All lines from the one with "Objective — one marker on every instance of the cabinet" through the final line below are to be reproduced exactly; omit the others.
*** Begin section ***
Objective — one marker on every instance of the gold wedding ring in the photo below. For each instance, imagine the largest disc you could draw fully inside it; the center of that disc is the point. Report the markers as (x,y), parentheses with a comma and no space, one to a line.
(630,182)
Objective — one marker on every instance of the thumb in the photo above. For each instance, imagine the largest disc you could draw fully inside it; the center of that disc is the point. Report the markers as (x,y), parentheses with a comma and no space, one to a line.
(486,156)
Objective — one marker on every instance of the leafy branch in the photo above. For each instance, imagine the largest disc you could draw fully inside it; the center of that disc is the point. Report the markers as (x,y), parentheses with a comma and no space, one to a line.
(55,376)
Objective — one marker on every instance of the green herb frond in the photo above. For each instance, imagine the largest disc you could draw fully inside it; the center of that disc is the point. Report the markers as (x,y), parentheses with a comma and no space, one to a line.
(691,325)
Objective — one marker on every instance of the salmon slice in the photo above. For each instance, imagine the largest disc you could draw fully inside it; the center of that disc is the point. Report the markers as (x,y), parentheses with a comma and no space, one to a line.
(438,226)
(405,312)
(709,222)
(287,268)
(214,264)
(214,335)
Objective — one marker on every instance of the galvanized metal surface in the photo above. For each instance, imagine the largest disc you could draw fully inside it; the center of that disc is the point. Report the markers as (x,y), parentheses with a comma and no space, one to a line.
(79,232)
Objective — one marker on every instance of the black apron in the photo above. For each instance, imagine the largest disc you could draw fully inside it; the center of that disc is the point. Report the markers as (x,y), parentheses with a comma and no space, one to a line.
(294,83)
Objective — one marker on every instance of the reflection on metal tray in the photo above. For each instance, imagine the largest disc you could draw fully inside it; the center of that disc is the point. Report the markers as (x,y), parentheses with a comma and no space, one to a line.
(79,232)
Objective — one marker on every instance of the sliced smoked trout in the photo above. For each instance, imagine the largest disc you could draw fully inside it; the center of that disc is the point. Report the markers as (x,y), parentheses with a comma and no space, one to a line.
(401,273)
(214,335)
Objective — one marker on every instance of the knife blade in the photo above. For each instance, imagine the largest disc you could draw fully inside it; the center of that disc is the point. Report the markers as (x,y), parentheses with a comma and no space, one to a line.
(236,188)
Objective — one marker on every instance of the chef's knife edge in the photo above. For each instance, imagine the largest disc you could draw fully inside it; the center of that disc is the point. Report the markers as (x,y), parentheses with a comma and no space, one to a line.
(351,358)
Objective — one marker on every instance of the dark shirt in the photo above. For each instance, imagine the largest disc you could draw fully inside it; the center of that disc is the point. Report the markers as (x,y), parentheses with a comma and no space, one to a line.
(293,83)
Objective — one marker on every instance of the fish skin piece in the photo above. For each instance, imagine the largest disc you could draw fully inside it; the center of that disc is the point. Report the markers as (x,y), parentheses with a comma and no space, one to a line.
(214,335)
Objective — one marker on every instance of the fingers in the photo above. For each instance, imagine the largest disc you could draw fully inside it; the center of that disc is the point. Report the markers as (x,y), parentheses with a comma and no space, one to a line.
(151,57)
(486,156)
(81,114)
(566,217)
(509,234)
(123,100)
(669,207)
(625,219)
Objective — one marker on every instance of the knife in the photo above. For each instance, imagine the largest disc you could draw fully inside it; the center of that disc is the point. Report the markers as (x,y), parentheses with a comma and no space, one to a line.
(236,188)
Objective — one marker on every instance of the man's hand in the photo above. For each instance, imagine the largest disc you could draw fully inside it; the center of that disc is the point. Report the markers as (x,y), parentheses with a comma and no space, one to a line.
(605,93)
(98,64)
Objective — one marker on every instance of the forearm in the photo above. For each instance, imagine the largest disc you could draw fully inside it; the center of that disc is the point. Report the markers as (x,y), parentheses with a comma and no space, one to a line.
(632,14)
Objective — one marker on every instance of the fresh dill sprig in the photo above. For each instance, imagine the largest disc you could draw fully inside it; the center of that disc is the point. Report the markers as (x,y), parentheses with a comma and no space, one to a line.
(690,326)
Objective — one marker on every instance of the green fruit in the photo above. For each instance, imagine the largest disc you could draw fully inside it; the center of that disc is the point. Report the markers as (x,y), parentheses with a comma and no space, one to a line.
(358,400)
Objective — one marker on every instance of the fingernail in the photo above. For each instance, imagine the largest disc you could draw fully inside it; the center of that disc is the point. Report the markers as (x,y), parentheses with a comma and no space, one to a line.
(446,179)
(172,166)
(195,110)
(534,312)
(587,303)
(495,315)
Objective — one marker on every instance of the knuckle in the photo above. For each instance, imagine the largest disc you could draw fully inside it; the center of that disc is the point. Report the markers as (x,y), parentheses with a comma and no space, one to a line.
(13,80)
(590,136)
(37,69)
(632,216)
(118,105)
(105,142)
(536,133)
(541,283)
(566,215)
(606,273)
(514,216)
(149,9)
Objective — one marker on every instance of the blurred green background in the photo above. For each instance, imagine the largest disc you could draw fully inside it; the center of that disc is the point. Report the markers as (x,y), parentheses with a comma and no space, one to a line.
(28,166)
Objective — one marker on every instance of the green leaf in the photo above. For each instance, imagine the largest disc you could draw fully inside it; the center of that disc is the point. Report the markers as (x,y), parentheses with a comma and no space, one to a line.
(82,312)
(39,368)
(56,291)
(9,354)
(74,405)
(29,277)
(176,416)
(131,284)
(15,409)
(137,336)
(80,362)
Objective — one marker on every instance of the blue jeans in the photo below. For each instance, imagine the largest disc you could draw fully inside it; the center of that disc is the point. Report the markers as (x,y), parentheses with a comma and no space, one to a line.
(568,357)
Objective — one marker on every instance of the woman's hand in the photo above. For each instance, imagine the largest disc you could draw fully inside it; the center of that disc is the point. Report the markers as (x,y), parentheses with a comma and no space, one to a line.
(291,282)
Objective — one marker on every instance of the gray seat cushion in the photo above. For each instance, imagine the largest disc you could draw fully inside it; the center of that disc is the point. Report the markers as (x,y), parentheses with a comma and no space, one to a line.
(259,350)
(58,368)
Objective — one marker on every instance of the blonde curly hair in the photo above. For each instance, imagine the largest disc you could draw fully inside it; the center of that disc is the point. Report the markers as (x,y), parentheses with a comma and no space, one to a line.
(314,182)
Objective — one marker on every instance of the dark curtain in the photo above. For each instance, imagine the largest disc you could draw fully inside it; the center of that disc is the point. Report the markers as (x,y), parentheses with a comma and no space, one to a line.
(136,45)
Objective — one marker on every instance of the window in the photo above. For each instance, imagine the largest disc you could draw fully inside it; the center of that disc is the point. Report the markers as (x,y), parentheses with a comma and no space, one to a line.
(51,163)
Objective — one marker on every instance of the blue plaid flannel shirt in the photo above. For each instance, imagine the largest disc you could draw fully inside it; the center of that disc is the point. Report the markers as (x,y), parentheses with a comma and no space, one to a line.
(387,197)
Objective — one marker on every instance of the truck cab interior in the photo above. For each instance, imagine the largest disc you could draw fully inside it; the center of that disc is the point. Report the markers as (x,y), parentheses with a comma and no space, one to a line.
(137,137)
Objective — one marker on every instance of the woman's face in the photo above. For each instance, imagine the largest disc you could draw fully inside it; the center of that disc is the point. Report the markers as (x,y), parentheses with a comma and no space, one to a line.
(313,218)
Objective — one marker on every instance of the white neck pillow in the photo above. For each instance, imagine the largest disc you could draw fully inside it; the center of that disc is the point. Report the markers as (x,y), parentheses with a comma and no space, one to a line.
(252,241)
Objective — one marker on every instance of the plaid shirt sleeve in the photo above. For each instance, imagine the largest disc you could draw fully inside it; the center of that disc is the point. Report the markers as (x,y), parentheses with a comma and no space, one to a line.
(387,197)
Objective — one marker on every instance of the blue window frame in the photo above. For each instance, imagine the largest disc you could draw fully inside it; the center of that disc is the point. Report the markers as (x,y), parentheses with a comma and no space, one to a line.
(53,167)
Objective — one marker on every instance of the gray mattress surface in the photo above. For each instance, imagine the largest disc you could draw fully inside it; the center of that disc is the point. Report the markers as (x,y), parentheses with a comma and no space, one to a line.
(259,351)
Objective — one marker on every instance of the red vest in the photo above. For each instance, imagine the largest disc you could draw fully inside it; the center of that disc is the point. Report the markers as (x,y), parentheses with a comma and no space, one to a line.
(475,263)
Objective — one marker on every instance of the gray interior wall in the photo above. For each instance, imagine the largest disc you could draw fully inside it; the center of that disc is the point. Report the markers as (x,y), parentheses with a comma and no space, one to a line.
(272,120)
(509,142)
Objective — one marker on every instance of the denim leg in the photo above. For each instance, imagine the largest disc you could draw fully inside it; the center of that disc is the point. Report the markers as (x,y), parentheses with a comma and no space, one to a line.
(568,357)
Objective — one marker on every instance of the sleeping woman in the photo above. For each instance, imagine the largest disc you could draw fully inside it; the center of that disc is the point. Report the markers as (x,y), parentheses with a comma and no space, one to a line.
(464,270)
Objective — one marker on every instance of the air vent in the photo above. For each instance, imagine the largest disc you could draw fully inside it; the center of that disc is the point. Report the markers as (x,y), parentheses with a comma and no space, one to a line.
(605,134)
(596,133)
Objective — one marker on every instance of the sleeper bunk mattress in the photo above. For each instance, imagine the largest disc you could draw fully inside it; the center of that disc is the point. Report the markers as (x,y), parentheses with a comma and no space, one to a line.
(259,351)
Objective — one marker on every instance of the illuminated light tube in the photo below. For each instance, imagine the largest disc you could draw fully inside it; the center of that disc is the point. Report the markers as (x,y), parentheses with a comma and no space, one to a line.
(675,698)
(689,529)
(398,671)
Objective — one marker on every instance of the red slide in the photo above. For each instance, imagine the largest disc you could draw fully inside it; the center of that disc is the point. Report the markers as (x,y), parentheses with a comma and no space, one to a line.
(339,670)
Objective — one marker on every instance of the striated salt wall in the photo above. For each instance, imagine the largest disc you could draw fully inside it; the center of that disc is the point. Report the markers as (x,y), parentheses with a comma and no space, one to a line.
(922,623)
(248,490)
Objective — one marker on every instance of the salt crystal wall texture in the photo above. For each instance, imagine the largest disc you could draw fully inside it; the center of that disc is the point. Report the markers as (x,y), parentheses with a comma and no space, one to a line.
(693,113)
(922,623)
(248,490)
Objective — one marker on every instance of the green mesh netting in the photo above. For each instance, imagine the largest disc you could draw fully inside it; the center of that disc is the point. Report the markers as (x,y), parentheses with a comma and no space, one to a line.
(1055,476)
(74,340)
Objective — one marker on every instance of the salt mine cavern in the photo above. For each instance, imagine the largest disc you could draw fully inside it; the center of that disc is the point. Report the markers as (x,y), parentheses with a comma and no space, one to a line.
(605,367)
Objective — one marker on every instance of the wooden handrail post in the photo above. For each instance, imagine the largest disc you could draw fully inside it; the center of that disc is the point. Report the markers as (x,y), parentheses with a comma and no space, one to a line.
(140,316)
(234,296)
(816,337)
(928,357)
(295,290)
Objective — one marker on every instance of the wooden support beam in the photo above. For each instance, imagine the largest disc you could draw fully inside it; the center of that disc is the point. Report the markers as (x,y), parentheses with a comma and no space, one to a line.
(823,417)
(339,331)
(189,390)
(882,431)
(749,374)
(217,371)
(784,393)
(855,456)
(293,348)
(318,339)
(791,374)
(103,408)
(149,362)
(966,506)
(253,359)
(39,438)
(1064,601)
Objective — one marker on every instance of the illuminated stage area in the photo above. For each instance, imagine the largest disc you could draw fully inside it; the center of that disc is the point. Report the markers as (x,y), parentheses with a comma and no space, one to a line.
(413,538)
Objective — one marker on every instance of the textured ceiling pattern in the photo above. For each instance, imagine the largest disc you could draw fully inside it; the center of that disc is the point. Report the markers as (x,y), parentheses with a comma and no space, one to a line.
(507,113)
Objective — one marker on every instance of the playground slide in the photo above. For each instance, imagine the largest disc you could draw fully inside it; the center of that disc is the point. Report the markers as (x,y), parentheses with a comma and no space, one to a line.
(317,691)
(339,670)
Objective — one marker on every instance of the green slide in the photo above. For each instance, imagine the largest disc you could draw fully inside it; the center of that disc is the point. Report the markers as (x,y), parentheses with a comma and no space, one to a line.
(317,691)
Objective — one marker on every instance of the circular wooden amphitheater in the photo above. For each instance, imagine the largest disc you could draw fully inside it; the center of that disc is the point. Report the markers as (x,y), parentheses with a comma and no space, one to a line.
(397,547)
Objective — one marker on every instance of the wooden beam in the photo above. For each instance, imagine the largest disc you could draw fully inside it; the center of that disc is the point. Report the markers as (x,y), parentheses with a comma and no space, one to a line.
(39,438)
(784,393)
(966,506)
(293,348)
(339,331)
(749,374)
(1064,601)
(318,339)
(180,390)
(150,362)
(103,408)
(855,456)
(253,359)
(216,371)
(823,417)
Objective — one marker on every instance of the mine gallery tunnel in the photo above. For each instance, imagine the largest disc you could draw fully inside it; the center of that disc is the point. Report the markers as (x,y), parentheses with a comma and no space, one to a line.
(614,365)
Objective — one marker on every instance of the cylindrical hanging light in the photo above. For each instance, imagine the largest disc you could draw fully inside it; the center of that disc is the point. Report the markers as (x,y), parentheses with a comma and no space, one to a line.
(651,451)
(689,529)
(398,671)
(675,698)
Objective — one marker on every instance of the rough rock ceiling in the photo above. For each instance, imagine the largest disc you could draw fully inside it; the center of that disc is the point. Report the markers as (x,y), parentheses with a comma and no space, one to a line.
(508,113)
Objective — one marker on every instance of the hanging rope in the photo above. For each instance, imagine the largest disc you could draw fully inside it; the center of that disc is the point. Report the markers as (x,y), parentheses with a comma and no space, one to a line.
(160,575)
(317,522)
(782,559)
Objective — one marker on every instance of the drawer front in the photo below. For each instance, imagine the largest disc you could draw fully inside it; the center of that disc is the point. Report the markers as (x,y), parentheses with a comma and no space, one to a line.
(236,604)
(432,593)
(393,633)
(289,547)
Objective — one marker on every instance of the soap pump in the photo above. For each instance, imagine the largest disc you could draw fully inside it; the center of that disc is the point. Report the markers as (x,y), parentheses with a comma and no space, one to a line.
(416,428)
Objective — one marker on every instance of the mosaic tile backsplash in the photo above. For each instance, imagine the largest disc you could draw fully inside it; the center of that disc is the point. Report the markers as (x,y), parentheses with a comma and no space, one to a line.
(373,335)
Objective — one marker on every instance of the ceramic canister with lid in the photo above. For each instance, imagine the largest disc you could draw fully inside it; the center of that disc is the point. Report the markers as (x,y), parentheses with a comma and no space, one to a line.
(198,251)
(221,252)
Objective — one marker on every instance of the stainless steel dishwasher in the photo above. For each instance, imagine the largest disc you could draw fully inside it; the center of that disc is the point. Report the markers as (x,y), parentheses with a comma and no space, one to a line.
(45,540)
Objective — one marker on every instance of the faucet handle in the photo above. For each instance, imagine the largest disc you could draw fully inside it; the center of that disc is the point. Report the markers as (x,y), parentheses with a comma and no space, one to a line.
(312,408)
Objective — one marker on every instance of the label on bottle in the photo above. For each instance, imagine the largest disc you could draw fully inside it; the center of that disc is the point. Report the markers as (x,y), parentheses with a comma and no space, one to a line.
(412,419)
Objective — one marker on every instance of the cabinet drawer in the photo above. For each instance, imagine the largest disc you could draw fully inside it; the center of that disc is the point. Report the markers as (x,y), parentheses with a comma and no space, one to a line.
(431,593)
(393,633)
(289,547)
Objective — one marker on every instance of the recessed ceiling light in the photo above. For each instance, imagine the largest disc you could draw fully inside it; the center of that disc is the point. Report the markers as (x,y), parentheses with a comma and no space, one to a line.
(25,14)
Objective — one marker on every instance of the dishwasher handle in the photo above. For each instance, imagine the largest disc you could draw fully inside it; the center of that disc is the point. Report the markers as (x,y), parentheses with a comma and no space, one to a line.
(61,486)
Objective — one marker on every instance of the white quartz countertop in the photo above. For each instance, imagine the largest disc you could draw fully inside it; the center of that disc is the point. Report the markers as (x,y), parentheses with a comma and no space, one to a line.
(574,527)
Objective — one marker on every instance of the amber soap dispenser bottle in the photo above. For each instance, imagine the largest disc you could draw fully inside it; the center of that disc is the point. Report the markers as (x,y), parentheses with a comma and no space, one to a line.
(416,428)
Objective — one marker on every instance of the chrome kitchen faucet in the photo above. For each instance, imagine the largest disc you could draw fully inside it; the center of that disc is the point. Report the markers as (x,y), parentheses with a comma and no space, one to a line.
*** End section ***
# EXERCISE OUTPUT
Objective — one marker on every instance of the cabinet drawer in the photo above. For each instance, imagine the largest disc you could draw fully inside it; the center of that disc is the point. Report the markers as (x,y), parentheses with a comma and no space, one to a line.
(431,593)
(393,633)
(289,547)
Objective — one marker on every instance of the recessed ceiling light in the photo above. For each instance, imagine the largest disc you could draw fully inside it; the center of that disc is the point. Report the markers as (x,y), parentheses with a comma and no space, one to a line.
(25,14)
Objective — one marker on every instance of the dishwasher handle in the photo above. For each instance, imagine the largest disc you could draw fully inside it; the center of that disc is the point. Report the markers as (x,y), parentheses with a comma and no space, one to a line.
(61,486)
Objective — one marker on every instance of the white quartz countertop in the photo above. For each instance, imagine the largest disc you could draw fully inside it; the center of that disc is the point. Report the markers as (x,y), parentheses with a comma and no space, one to a line.
(574,527)
Objective — one marker on every instance of the amber soap dispenser bottle in the photo above. For each instance, imagine the largest disc you could draw fully inside it; the center of that disc is the point. Report the markers as (x,y), parentheses with a comma and no space, one to a line.
(416,428)
Objective — one marker on every instance of the chrome kitchen faucet in the photo above. For each instance, imagine the largest disc you could draw fully inside it; the center of that disc is the point. Report the markers as (x,y), parentheses with a comma and no space, one to a line.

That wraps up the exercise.